--- START OF DATA SUPPLIED ---
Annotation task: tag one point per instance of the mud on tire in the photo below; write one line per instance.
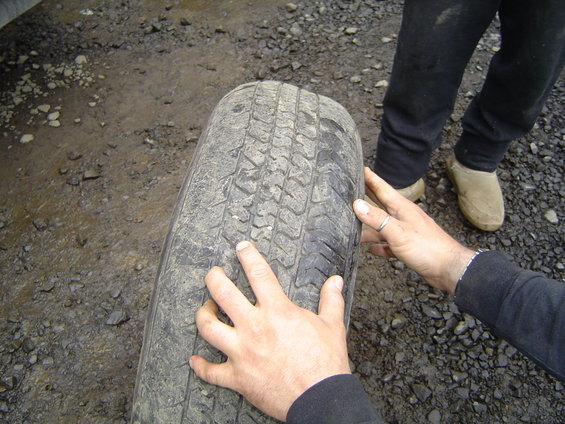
(278, 166)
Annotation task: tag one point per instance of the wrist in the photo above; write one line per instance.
(461, 258)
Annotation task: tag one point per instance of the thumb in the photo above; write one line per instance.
(374, 218)
(332, 305)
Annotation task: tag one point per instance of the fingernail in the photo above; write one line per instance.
(361, 207)
(337, 281)
(242, 245)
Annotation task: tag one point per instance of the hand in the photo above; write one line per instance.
(410, 235)
(276, 350)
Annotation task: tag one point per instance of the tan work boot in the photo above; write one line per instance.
(479, 195)
(413, 192)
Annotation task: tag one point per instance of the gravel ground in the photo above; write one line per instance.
(101, 105)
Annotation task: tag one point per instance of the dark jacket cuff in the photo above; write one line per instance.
(337, 399)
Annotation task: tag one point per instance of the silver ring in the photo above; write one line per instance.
(378, 230)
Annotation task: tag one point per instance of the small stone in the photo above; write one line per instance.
(28, 345)
(458, 377)
(551, 216)
(421, 392)
(432, 313)
(48, 361)
(73, 155)
(115, 293)
(296, 65)
(461, 328)
(366, 368)
(296, 30)
(501, 361)
(54, 116)
(80, 59)
(117, 317)
(40, 224)
(398, 321)
(291, 7)
(90, 174)
(462, 392)
(434, 416)
(26, 138)
(479, 408)
(81, 239)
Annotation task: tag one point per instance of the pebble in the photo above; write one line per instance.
(117, 317)
(479, 408)
(366, 368)
(40, 224)
(90, 174)
(48, 361)
(461, 328)
(73, 155)
(291, 7)
(431, 312)
(80, 59)
(551, 216)
(26, 138)
(398, 321)
(53, 116)
(28, 345)
(296, 30)
(421, 392)
(434, 416)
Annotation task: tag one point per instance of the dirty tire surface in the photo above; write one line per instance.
(278, 166)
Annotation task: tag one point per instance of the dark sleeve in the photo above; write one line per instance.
(339, 399)
(523, 307)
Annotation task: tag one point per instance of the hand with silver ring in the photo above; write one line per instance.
(378, 230)
(401, 229)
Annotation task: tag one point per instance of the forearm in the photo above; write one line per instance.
(524, 308)
(339, 399)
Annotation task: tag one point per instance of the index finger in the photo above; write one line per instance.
(383, 192)
(260, 275)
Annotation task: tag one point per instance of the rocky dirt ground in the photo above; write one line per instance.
(101, 105)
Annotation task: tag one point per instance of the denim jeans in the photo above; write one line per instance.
(435, 43)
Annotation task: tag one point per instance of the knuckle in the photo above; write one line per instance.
(207, 328)
(260, 271)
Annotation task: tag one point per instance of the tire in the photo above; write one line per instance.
(278, 166)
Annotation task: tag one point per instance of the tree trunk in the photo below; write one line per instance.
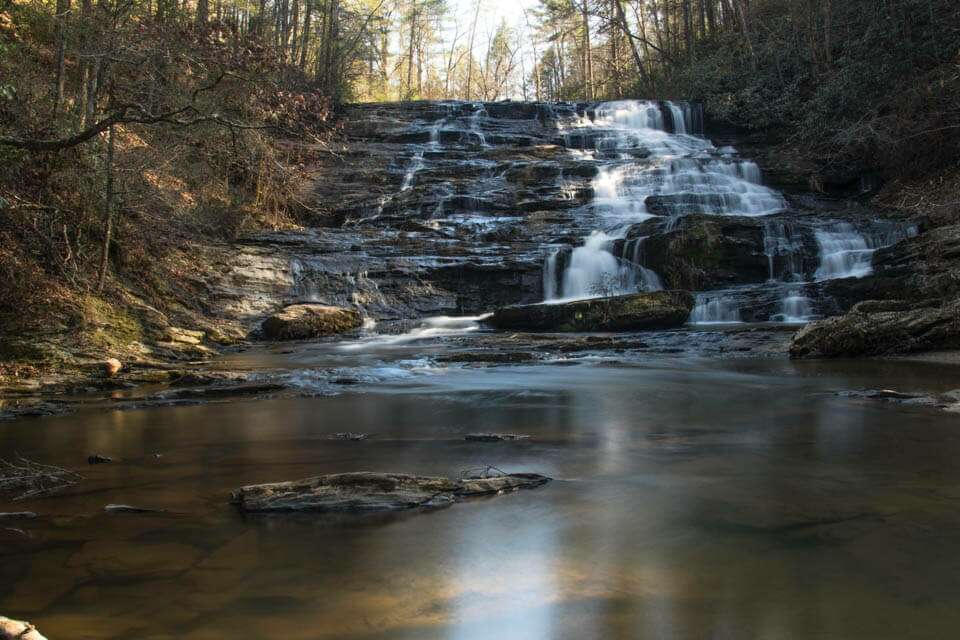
(742, 9)
(63, 10)
(413, 26)
(305, 44)
(473, 33)
(587, 53)
(107, 215)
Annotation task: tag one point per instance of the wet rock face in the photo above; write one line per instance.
(456, 208)
(881, 328)
(708, 252)
(306, 321)
(923, 268)
(366, 491)
(635, 312)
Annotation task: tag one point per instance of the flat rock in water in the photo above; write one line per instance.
(18, 515)
(493, 437)
(18, 630)
(349, 435)
(634, 312)
(306, 321)
(127, 508)
(367, 491)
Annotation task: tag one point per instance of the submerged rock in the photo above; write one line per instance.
(305, 321)
(368, 491)
(18, 630)
(638, 311)
(881, 328)
(494, 437)
(127, 508)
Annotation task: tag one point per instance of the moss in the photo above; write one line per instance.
(107, 327)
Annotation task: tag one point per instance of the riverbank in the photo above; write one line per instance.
(741, 496)
(478, 203)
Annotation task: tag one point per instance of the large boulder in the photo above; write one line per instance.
(366, 491)
(707, 252)
(880, 328)
(18, 630)
(305, 321)
(634, 312)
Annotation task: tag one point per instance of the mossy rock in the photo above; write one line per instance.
(635, 312)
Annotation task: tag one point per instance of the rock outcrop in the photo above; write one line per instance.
(634, 312)
(707, 252)
(306, 321)
(18, 630)
(882, 328)
(918, 269)
(366, 491)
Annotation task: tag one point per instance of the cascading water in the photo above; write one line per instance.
(656, 168)
(633, 251)
(479, 111)
(782, 242)
(715, 308)
(846, 252)
(794, 308)
(843, 253)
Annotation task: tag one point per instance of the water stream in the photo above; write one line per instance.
(675, 512)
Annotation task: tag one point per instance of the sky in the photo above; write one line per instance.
(491, 13)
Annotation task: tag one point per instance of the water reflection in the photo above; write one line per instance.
(733, 499)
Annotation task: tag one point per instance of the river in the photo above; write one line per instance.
(692, 498)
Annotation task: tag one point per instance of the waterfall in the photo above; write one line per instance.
(650, 172)
(848, 253)
(633, 251)
(780, 240)
(794, 308)
(715, 308)
(843, 253)
(593, 271)
(679, 117)
(550, 276)
(479, 111)
(416, 161)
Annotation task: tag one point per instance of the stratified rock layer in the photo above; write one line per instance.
(880, 328)
(635, 312)
(305, 321)
(366, 491)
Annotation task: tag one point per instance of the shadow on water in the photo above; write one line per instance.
(695, 498)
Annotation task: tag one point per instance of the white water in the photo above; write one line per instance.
(715, 308)
(479, 112)
(781, 241)
(684, 172)
(794, 308)
(848, 253)
(843, 253)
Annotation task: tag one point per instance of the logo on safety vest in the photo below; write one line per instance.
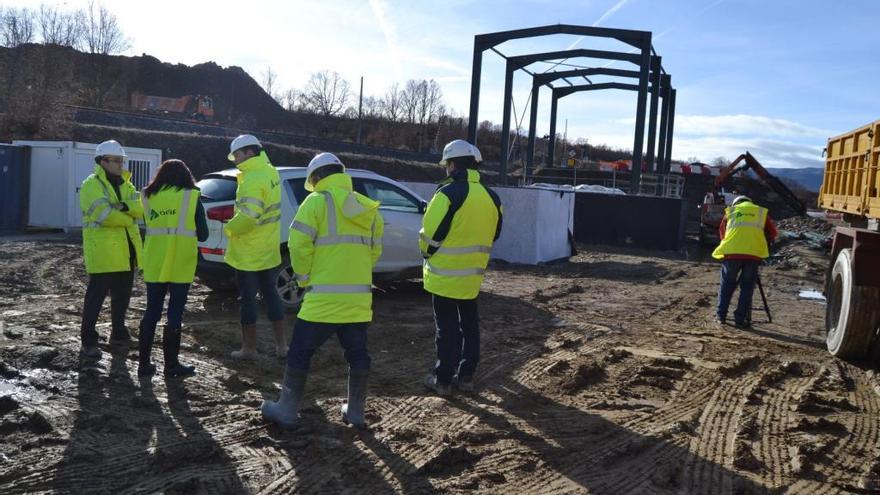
(156, 214)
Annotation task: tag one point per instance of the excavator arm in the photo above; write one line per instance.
(771, 180)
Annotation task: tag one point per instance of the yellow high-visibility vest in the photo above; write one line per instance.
(744, 233)
(170, 245)
(461, 224)
(106, 229)
(335, 241)
(254, 231)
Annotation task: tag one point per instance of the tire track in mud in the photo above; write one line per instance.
(862, 441)
(773, 421)
(712, 445)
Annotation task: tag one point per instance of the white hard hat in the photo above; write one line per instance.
(320, 160)
(240, 142)
(109, 148)
(459, 148)
(477, 155)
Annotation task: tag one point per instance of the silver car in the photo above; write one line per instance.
(401, 208)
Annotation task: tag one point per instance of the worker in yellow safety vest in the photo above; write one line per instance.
(175, 221)
(745, 231)
(111, 244)
(335, 241)
(462, 222)
(254, 249)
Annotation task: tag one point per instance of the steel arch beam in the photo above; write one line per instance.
(521, 61)
(547, 78)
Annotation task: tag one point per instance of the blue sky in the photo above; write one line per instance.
(776, 77)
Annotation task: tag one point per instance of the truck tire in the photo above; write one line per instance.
(852, 312)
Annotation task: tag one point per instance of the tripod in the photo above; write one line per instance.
(763, 297)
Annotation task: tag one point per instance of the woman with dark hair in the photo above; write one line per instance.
(175, 219)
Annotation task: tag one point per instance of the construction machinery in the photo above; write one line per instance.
(196, 107)
(851, 186)
(715, 202)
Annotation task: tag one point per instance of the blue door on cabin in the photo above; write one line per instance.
(14, 187)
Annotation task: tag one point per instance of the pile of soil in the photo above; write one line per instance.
(204, 154)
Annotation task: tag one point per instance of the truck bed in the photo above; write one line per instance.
(852, 182)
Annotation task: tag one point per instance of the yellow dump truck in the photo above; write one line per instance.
(852, 187)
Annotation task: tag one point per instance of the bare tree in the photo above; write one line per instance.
(58, 27)
(101, 32)
(429, 101)
(269, 79)
(102, 37)
(392, 103)
(327, 93)
(16, 27)
(372, 107)
(291, 99)
(410, 100)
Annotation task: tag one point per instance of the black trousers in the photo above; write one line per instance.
(118, 284)
(457, 339)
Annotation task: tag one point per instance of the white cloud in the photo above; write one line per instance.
(379, 10)
(610, 12)
(771, 153)
(744, 125)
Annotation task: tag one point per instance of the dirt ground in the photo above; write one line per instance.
(602, 375)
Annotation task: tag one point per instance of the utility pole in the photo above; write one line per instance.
(360, 110)
(565, 141)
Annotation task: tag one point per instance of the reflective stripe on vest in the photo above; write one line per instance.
(340, 288)
(333, 237)
(429, 241)
(464, 250)
(107, 201)
(262, 218)
(305, 229)
(181, 229)
(96, 204)
(465, 272)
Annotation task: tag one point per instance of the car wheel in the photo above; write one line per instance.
(291, 295)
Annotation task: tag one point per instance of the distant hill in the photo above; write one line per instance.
(809, 178)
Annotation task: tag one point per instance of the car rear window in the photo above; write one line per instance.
(217, 189)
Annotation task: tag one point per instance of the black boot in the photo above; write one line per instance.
(145, 347)
(171, 348)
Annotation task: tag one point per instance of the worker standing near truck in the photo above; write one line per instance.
(461, 223)
(335, 241)
(175, 224)
(746, 232)
(254, 234)
(111, 244)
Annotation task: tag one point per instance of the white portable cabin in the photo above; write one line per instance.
(58, 169)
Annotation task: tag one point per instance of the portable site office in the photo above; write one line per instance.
(57, 169)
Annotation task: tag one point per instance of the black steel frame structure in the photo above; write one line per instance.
(645, 59)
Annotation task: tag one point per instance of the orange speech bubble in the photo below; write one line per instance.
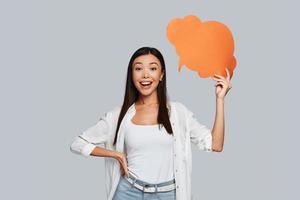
(205, 47)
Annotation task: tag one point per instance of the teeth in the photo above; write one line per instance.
(146, 82)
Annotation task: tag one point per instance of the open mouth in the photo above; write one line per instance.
(146, 84)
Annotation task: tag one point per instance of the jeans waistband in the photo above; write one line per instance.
(143, 183)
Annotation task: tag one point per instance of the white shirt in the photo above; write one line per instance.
(149, 150)
(186, 129)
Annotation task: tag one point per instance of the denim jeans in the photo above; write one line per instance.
(127, 191)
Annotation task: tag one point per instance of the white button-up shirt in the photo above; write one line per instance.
(186, 129)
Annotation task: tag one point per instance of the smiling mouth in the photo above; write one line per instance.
(146, 84)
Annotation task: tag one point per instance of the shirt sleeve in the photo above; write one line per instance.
(97, 134)
(199, 134)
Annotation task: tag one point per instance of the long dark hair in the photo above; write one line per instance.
(132, 94)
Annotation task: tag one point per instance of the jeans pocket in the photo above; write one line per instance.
(124, 185)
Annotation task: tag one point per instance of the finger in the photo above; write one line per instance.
(216, 79)
(219, 76)
(228, 74)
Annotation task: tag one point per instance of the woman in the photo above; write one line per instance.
(146, 141)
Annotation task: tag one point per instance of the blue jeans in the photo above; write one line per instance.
(127, 191)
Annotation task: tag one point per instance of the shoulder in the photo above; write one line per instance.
(179, 106)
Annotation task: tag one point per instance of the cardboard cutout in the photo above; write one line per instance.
(205, 47)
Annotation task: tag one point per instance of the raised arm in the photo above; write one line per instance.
(223, 85)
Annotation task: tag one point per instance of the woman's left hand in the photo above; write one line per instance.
(223, 85)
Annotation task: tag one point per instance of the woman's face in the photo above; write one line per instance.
(146, 74)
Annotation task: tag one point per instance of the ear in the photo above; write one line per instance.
(162, 75)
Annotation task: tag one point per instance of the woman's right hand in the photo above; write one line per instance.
(121, 157)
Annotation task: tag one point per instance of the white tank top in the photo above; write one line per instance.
(149, 152)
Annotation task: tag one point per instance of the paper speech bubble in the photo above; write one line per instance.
(205, 47)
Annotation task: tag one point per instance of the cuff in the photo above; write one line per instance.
(87, 149)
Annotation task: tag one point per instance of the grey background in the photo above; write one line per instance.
(63, 64)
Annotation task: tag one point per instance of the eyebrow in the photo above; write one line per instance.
(142, 63)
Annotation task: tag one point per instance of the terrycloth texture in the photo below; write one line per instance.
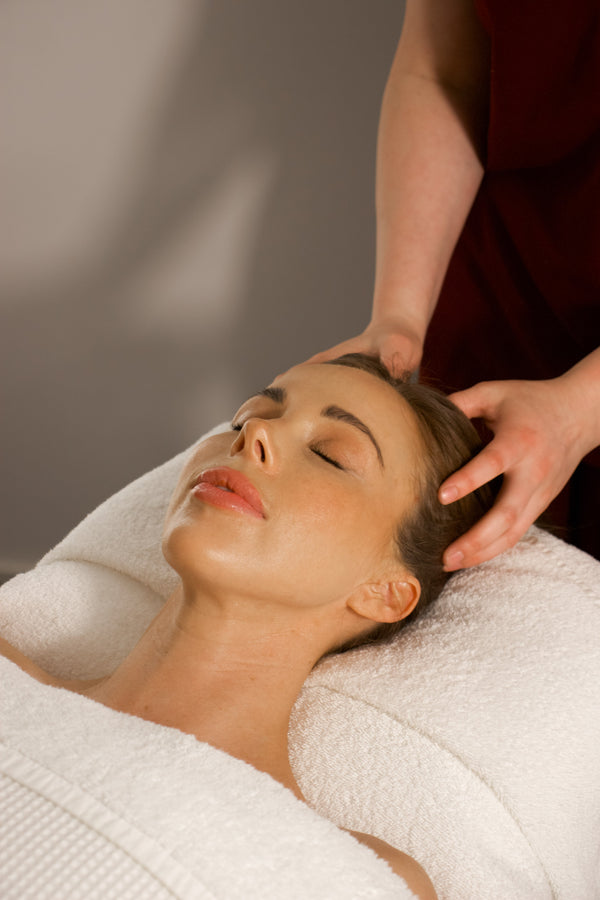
(471, 742)
(108, 796)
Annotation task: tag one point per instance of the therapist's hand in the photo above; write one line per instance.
(398, 348)
(542, 430)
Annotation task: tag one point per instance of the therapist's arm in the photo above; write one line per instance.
(429, 167)
(542, 430)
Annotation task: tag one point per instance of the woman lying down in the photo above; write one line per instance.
(310, 527)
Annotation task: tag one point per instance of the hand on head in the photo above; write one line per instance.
(391, 340)
(541, 433)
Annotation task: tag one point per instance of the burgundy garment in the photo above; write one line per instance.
(521, 298)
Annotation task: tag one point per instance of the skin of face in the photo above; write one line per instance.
(327, 535)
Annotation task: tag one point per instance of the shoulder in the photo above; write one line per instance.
(7, 650)
(403, 865)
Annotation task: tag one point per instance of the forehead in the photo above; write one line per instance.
(377, 404)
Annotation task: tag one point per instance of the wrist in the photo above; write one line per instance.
(582, 384)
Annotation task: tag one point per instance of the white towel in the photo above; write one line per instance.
(470, 743)
(93, 800)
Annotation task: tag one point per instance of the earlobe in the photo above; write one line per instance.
(386, 601)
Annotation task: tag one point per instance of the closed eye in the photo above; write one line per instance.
(317, 450)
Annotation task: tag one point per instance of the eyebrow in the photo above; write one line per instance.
(279, 395)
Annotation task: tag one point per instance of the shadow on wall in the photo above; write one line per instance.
(187, 210)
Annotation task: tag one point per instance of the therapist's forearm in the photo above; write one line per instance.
(429, 167)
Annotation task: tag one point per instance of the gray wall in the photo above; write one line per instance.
(187, 209)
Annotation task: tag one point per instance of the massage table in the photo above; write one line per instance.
(471, 741)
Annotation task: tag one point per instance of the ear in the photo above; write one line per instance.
(386, 601)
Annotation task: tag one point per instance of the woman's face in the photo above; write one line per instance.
(328, 458)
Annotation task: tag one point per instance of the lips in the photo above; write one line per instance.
(229, 489)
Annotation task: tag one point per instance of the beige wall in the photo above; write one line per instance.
(187, 208)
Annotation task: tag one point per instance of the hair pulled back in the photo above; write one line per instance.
(449, 440)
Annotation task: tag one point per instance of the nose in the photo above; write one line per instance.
(255, 441)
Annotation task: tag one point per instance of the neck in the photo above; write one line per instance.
(223, 677)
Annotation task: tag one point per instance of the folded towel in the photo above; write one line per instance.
(97, 804)
(471, 742)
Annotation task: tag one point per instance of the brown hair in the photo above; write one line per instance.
(449, 441)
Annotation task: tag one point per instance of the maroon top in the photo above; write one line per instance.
(521, 298)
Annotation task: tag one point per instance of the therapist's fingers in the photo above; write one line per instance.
(508, 520)
(490, 462)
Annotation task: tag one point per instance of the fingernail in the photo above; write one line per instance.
(453, 560)
(449, 494)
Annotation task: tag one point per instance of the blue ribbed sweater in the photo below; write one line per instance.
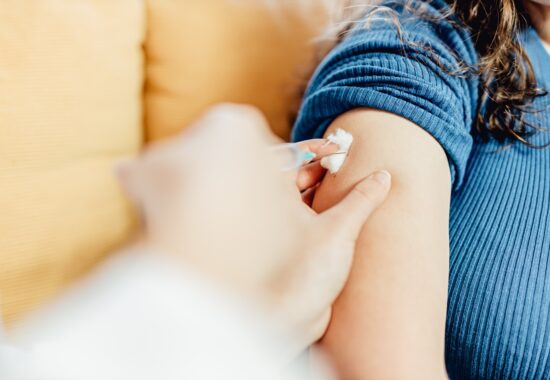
(498, 319)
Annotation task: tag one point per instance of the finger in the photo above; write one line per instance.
(307, 196)
(352, 212)
(321, 147)
(309, 175)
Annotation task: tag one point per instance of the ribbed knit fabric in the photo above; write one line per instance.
(498, 321)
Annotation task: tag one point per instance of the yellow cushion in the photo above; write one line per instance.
(70, 94)
(204, 51)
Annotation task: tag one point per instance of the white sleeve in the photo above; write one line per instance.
(143, 317)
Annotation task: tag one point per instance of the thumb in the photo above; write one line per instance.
(350, 214)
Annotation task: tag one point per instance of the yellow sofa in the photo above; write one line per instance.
(84, 83)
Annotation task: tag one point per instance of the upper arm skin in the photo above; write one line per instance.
(389, 321)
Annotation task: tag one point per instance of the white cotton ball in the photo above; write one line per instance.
(334, 162)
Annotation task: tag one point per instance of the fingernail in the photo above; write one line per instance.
(382, 177)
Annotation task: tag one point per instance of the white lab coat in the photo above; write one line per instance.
(142, 316)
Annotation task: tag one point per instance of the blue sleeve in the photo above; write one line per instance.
(377, 68)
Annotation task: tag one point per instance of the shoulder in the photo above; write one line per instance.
(402, 60)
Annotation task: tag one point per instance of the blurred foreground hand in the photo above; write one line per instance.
(215, 197)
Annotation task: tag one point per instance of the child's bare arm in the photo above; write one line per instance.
(389, 322)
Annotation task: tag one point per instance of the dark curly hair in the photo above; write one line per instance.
--- END OF DATA SUPPLIED ---
§ OBJECTIVE
Every line from the one containing "Annotation task: tag one point per instance of the white sleeve" through the last line of the entries must be written out verbatim, and no other line.

§ REPLY TO THE EXERCISE
Annotation task: tag one point per instance of the white sleeve in the photo above; write one line per instance.
(143, 317)
Annotation task: tag one point per instance of the thumb in the photo above; write one line per instance.
(350, 214)
Annotation task: tag one point per instance of the yellow sofa in the photo above; write one line per instance.
(84, 83)
Annotation task: tag one point per instance of the upper arm skin in the photo above; write one line per instance.
(389, 321)
Annotation task: tag one point per instance of the white cotton ball in the photo above; write one line per instance.
(334, 162)
Annotation task: tag one point per instance of the fingernail in the photo above; write one line per instance.
(382, 177)
Annotation task: tag one point per instance of the white lab coat in the photo above; write one line per instance.
(142, 316)
Annotation task: tag one point per instance of the blue sleeve in the photo above; write one line per instance.
(377, 68)
Annotation task: tag one point per instance of the shoulder in the photo above; write one line per instance.
(402, 60)
Annotation task: tag one point per instance of the blurred foreground hand in the photo above; write one line per instance.
(215, 197)
Annotation task: tag one point per instance of the child's bare arm in the photo above; write one line per instance.
(389, 322)
Annotation task: tag one point per instance of the dark curly hair in the photo above; write one line per instance.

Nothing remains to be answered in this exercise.